Given task: Every line from the line containing "is: white exhibition" through the final line below is to be repeated exactly; no other line is.
++++ Data entries
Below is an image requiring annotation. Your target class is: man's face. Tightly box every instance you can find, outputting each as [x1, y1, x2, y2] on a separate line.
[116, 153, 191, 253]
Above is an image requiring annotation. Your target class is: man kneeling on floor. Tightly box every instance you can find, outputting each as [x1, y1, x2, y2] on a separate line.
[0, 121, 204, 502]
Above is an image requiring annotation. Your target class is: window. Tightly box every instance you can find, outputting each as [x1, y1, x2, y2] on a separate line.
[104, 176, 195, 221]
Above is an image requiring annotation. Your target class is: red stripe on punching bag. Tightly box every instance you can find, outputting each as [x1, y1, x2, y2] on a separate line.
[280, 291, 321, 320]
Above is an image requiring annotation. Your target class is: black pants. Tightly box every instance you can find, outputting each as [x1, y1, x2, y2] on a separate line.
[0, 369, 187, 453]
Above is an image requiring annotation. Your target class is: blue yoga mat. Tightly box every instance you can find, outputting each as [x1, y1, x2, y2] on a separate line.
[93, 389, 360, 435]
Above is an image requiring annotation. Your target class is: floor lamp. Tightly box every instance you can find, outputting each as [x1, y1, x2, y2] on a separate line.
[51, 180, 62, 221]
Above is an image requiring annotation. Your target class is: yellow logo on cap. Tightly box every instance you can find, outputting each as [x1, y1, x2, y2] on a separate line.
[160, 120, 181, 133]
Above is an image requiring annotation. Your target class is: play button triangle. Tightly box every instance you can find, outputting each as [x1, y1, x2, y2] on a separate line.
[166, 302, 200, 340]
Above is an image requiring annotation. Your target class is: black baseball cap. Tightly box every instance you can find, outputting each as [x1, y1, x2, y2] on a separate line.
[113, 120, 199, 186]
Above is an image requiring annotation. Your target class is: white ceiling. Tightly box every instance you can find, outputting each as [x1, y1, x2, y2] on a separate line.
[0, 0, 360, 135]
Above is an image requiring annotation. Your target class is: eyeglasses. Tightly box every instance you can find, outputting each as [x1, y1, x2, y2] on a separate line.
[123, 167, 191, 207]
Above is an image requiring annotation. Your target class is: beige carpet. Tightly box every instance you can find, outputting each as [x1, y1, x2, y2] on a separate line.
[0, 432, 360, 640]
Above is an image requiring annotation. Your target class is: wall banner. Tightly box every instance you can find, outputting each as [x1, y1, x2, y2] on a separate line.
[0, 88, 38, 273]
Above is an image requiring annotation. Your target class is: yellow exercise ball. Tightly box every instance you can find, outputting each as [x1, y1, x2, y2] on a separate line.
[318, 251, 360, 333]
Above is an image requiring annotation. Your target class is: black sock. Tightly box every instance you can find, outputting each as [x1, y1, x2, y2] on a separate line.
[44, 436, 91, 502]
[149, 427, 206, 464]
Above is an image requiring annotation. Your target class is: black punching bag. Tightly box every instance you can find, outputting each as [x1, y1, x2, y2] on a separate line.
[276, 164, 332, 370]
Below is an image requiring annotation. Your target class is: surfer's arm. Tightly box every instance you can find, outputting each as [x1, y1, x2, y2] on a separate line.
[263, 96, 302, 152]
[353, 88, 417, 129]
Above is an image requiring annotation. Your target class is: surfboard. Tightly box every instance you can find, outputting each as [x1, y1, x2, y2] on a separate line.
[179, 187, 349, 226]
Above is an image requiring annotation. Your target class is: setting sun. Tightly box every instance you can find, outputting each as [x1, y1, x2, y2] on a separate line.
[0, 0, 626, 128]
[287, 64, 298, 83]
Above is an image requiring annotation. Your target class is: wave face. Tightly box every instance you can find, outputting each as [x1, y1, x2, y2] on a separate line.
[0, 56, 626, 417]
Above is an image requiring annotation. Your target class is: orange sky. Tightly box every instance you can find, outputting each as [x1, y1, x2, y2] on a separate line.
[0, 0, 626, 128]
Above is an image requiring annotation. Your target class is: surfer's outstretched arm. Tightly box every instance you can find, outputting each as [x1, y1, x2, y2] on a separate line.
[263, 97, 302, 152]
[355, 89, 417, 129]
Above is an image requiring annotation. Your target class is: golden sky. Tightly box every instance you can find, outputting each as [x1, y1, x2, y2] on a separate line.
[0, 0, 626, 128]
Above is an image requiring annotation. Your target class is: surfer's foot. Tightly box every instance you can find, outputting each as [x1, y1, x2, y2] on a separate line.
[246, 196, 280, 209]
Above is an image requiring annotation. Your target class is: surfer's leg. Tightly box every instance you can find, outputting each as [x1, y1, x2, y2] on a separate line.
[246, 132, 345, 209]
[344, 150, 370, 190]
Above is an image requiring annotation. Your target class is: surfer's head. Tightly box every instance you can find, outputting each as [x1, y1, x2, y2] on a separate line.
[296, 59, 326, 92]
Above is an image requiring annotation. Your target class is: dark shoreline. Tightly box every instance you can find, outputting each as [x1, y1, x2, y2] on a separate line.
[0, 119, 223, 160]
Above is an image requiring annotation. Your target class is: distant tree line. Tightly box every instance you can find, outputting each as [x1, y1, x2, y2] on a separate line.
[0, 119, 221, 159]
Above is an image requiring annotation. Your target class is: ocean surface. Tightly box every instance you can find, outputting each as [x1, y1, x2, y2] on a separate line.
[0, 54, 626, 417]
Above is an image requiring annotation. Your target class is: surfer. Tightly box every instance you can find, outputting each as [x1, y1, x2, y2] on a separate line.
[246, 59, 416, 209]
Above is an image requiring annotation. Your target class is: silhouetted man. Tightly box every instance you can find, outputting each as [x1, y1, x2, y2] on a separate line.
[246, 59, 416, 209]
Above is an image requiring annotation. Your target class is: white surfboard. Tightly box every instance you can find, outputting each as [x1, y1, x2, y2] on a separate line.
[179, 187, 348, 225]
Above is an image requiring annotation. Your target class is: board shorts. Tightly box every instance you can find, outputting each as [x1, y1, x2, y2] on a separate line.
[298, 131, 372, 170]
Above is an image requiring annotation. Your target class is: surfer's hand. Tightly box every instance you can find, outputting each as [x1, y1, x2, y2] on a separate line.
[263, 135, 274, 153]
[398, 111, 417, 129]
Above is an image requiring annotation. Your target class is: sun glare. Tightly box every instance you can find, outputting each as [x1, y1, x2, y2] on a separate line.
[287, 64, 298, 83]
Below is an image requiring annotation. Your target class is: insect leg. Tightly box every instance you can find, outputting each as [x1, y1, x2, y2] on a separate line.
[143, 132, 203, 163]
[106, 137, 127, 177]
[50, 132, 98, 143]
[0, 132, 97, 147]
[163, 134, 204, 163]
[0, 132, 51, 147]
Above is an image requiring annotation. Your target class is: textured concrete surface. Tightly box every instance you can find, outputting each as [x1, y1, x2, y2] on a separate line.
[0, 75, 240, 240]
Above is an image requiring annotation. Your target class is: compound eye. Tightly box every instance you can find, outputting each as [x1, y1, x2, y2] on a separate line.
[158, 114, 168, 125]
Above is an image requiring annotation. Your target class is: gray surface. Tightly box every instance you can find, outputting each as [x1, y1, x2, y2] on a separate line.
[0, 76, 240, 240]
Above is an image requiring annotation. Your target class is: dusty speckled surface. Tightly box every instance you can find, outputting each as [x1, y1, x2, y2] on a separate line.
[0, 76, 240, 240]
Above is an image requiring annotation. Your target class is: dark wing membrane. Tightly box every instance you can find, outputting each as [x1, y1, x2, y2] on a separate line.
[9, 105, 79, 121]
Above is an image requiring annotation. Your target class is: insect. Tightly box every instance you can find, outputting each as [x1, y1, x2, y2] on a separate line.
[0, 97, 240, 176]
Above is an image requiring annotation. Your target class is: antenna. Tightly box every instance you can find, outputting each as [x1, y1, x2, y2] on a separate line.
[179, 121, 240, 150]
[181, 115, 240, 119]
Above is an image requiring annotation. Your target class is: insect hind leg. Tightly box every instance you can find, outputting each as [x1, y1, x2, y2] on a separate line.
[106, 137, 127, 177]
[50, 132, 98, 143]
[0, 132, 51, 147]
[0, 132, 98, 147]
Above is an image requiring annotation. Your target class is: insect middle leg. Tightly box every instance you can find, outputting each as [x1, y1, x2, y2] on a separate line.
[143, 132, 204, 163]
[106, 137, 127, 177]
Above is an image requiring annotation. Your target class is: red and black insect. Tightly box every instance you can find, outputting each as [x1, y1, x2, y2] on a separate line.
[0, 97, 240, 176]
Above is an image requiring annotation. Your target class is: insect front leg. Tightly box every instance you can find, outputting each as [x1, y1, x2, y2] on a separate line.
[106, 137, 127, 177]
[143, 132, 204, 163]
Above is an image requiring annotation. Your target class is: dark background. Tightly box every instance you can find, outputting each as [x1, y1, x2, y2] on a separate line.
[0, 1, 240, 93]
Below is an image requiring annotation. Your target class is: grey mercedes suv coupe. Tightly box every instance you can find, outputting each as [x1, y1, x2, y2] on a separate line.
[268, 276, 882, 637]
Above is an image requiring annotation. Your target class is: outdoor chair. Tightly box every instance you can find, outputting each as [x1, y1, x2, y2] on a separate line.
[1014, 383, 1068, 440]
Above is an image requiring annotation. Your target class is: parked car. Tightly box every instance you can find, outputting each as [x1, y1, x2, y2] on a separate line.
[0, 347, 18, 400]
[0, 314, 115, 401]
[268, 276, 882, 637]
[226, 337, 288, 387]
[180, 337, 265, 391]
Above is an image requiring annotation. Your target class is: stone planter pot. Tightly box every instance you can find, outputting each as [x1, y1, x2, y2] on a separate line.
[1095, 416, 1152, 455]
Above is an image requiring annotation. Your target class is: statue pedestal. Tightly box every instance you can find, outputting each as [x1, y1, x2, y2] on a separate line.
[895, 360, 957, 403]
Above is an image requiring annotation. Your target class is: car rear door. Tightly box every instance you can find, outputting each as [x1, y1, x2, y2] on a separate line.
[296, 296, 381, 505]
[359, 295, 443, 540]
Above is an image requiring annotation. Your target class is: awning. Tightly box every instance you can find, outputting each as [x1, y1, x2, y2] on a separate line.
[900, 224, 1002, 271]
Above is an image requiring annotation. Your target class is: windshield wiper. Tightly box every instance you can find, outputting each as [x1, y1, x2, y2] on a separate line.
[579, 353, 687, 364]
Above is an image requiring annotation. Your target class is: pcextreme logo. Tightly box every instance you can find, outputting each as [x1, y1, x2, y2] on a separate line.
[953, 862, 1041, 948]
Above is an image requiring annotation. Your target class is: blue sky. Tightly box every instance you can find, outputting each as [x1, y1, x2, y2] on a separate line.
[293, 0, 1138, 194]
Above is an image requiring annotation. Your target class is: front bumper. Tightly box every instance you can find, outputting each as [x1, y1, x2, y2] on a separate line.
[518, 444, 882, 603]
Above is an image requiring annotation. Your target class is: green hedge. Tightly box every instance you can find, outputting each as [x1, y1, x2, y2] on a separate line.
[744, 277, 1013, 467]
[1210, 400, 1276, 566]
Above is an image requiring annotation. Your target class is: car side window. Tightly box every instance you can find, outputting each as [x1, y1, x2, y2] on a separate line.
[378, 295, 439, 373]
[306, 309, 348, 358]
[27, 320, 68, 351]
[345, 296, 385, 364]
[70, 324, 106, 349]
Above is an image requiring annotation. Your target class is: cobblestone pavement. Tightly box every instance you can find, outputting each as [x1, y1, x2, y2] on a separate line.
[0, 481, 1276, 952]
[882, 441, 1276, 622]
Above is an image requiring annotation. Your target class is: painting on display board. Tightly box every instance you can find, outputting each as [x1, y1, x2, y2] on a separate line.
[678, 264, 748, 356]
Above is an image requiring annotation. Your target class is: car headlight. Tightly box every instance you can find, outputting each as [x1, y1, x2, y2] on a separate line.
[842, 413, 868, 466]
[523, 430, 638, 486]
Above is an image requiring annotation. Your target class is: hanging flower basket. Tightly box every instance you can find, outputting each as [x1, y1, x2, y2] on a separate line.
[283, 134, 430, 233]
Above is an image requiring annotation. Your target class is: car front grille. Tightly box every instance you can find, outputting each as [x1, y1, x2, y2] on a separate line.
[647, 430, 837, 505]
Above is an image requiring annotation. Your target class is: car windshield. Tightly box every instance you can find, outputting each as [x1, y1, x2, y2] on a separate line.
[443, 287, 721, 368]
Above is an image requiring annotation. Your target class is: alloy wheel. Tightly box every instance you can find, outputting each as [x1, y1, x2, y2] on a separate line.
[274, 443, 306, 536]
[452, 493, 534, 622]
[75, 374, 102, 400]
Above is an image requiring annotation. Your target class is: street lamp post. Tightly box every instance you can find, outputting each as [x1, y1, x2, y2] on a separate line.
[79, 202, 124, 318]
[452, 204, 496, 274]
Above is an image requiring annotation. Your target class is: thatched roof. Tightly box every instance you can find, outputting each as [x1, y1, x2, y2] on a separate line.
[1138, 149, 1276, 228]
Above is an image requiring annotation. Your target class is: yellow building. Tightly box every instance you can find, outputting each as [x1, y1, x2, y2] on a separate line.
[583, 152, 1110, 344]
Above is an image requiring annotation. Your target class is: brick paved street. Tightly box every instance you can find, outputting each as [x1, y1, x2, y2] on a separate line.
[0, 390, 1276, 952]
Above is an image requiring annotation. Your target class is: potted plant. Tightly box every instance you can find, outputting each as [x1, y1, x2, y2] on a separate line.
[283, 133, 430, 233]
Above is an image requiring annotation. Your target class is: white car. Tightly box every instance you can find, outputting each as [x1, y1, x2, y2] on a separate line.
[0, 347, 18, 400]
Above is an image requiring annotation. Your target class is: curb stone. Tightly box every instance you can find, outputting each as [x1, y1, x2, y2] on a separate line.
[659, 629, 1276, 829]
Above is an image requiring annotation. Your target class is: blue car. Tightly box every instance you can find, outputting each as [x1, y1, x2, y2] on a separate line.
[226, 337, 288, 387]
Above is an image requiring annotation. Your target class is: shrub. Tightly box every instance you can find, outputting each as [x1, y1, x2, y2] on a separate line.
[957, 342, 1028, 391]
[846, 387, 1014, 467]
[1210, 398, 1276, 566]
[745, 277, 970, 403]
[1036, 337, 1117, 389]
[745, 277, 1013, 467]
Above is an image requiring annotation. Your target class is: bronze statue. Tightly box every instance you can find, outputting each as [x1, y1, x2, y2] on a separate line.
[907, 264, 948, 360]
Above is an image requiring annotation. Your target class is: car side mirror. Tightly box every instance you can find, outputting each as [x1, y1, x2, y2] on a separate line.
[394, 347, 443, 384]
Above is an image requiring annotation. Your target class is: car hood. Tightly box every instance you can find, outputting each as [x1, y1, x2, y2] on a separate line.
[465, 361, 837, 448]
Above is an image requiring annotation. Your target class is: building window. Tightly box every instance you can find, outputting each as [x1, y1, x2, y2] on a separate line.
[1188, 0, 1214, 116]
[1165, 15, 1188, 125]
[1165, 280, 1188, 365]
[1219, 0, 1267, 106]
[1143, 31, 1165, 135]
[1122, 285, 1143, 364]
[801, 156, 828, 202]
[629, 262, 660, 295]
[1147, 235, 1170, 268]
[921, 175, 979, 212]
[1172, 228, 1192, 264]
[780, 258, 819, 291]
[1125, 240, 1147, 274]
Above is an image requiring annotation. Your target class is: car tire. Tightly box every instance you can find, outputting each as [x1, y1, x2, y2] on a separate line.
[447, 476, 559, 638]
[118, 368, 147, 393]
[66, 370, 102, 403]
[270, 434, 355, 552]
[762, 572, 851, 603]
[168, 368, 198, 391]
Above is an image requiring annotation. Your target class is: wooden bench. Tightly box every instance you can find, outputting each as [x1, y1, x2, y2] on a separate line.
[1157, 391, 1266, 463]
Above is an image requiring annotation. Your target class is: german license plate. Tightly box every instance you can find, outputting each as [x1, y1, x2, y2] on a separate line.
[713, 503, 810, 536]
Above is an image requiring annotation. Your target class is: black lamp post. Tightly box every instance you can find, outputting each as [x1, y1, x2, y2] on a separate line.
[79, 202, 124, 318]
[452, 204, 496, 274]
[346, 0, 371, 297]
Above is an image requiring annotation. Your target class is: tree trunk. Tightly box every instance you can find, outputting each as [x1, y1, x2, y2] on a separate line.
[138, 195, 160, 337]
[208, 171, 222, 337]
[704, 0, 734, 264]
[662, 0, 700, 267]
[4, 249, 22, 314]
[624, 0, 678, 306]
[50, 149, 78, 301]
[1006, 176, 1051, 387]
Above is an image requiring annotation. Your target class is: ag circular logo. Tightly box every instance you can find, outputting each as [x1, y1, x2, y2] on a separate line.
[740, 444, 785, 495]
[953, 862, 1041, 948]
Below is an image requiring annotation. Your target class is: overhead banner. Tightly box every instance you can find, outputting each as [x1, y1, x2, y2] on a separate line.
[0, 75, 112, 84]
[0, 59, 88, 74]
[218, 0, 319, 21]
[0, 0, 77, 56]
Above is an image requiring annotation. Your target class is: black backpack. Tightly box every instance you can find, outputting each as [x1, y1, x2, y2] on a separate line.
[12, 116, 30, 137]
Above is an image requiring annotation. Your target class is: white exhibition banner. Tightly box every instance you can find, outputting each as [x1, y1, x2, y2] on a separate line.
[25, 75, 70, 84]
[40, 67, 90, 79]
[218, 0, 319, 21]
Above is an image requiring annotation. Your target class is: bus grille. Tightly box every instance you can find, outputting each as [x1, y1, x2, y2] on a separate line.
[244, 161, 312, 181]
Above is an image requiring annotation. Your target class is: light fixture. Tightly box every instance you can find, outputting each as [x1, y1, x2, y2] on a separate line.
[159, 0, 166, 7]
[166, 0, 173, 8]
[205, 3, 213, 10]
++++++++
Result:
Above is an image requiring annotation. Your target class is: white exhibition banner. Tightly box every instance you can find, outputting each as [x1, y1, x2, y2] on a separate line.
[25, 75, 70, 84]
[40, 67, 90, 79]
[218, 0, 319, 21]
Above is an image requiring annotation. Your target class is: bus grille. Tightly box every instance you can find, outputting each as [x1, y1, x2, y2] on a separate line.
[244, 161, 312, 181]
Above is an image requiring annotation. Your target class is: light fixture. Tightly box every instance you can find, outputting each as [x1, y1, x2, y2] on a separate line.
[159, 0, 166, 7]
[166, 0, 173, 8]
[205, 3, 213, 10]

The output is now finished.